__Task requirements__: Locate each line in the listing that contains the string "shaped", treating uppercase and lowercase as different, and copy those lines out.

>> START Data for this task

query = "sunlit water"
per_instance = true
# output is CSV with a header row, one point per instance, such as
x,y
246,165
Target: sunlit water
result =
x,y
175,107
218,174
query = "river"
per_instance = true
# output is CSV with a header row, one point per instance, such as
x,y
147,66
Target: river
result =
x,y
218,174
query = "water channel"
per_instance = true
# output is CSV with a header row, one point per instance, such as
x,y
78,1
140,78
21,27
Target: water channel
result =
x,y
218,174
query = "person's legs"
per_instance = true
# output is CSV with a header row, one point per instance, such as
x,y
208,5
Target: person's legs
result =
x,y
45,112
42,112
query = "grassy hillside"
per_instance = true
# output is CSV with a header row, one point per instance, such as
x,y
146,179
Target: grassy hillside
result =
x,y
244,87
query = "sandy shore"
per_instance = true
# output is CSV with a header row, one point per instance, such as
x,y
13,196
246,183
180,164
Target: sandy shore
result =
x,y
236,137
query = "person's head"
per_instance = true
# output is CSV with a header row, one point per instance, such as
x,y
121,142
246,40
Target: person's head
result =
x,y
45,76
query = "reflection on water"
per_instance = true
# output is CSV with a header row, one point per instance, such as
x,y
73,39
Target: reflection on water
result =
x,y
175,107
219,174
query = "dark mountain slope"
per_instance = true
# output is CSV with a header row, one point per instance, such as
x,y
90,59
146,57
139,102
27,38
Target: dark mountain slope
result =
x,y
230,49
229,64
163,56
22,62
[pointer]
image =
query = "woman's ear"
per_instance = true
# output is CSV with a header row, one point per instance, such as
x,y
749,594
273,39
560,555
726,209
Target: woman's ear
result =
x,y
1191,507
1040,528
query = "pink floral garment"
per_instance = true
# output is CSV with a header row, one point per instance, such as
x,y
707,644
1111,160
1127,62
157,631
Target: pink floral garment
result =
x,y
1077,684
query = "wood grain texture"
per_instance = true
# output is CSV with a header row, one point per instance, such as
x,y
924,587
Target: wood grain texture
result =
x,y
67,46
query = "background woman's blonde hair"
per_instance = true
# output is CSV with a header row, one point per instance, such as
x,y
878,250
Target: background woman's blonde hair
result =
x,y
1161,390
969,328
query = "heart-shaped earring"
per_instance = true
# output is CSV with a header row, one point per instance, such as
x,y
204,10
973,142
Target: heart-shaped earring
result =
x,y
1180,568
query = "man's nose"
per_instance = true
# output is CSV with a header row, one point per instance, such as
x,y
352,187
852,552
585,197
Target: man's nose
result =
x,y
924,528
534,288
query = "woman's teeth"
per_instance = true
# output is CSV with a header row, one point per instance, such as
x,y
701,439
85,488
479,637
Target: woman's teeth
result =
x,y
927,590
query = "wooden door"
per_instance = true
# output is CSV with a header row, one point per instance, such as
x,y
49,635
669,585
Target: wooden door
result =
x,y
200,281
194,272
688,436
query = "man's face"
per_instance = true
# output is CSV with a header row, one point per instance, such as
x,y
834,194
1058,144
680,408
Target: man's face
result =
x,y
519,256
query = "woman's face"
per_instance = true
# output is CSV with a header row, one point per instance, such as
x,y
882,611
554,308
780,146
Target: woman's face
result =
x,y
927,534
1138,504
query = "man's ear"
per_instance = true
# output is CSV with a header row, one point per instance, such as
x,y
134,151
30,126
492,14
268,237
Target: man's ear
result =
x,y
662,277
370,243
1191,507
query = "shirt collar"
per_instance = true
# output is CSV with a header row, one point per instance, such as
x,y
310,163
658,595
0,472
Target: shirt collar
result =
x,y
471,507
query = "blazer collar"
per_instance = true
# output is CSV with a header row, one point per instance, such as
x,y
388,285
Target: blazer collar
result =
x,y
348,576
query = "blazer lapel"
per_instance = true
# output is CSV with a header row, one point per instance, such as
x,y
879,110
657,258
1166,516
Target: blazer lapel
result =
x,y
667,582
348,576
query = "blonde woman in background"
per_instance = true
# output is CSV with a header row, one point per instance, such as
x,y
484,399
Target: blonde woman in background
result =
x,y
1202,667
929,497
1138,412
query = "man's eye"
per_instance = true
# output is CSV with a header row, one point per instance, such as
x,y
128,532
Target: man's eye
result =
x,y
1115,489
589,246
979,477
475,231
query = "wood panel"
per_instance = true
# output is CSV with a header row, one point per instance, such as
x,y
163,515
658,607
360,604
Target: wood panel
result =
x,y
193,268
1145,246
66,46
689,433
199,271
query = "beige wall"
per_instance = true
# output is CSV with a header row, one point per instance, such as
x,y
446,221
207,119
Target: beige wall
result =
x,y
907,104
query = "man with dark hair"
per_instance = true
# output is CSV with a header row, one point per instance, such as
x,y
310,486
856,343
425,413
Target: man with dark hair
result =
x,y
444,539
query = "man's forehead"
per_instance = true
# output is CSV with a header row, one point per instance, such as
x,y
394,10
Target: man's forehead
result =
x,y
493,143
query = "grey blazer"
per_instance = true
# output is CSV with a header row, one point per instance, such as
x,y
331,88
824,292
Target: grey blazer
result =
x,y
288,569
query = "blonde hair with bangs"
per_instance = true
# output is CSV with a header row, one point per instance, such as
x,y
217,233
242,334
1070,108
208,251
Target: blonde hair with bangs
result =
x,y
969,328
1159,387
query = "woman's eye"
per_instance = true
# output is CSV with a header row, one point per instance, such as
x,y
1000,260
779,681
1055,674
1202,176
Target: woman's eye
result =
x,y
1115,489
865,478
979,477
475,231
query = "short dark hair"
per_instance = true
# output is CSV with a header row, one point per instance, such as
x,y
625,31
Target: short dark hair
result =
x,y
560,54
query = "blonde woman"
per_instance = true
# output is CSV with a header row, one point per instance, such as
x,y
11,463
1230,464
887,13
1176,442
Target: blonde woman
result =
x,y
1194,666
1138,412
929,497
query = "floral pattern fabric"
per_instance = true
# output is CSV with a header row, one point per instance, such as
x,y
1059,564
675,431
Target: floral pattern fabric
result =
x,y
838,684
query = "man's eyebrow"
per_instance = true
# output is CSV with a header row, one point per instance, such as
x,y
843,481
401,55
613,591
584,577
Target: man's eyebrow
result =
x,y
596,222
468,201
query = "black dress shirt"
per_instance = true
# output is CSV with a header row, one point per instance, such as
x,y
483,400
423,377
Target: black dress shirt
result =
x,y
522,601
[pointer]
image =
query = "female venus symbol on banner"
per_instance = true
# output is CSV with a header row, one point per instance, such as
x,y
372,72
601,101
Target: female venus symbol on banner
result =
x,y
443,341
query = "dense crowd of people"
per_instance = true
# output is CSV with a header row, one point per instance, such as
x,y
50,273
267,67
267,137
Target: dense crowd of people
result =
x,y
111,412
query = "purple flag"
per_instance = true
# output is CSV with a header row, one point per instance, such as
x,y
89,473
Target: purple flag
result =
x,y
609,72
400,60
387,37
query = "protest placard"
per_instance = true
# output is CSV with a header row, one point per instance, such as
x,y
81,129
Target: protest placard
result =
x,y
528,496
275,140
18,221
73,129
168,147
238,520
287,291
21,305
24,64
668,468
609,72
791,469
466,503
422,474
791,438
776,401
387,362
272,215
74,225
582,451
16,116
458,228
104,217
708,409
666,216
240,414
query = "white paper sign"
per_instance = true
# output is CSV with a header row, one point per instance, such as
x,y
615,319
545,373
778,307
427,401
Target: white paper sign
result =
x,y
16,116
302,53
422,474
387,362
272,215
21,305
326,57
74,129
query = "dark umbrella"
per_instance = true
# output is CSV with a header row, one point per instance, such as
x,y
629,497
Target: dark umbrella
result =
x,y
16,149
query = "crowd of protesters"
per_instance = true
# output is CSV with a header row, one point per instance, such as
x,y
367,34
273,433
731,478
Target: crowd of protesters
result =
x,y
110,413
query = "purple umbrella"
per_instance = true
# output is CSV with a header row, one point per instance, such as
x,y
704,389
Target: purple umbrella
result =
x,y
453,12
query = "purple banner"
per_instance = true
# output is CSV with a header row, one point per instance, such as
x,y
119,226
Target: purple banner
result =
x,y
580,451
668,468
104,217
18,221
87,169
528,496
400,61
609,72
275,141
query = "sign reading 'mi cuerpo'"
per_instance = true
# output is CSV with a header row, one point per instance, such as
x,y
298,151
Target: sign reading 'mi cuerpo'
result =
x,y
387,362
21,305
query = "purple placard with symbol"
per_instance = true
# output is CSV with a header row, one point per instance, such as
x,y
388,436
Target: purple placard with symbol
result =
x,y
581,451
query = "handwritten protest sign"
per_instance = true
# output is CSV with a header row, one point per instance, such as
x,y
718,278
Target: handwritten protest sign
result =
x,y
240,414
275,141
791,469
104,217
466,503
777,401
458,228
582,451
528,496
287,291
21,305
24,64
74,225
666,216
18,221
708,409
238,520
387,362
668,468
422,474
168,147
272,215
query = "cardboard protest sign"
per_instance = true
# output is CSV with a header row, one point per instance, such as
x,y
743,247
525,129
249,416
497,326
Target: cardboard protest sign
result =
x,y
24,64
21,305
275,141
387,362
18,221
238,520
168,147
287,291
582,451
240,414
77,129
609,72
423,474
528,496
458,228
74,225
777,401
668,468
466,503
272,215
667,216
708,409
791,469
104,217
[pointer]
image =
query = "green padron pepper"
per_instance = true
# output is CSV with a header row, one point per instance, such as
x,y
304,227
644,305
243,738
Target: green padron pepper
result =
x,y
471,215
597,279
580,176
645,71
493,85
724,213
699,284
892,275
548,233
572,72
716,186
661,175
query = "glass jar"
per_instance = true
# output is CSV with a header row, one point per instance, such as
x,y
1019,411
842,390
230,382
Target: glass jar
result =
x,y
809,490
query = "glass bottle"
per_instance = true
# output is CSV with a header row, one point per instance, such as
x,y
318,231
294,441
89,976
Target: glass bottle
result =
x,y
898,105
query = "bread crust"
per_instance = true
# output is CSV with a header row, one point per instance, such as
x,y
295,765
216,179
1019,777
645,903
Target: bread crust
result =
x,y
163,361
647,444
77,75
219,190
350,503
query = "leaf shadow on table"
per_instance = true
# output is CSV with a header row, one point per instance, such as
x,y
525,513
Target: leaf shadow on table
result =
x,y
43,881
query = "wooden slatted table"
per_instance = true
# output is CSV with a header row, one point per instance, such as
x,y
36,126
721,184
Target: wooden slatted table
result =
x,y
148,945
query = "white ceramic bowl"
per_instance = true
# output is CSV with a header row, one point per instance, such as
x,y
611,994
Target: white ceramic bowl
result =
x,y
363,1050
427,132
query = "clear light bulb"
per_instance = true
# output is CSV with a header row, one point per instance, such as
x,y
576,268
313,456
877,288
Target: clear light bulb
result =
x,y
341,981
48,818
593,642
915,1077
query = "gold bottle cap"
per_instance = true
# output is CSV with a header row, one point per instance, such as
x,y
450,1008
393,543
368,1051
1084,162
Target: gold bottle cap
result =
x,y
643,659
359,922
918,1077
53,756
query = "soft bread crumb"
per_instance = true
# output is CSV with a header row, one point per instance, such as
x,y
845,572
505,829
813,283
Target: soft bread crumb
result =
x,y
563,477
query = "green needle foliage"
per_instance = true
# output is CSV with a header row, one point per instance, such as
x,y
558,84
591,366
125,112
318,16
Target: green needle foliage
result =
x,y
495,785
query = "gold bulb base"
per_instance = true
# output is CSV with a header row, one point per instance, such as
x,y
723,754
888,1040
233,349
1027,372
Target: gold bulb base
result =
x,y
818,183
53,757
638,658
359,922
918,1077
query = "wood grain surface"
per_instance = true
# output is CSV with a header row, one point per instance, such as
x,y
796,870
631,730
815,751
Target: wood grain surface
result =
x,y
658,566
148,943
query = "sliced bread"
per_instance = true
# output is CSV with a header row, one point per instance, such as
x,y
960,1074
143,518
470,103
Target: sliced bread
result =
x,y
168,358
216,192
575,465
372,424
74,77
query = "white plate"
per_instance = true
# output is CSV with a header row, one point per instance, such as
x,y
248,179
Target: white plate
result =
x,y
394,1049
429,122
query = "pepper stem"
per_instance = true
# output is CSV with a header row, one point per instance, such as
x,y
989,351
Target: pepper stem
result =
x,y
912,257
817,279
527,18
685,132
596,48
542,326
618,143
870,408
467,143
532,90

>> END Data for this task

__Final result__:
query = "heart-shaped earring"
Target: heart-shaped earring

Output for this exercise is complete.